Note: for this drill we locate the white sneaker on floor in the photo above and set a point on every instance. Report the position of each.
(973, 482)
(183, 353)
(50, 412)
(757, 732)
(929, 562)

Exercise objective => Rewrite the records above as a JSON list of strings, one string per line, leaving out blank lines.

Full solution =>
[
  "Note: for this drill we locate the white sneaker on floor in the photo above and set a point on every instance. Report the position of each.",
  "(973, 482)",
  "(183, 353)",
  "(50, 412)",
  "(757, 732)",
  "(929, 562)"
]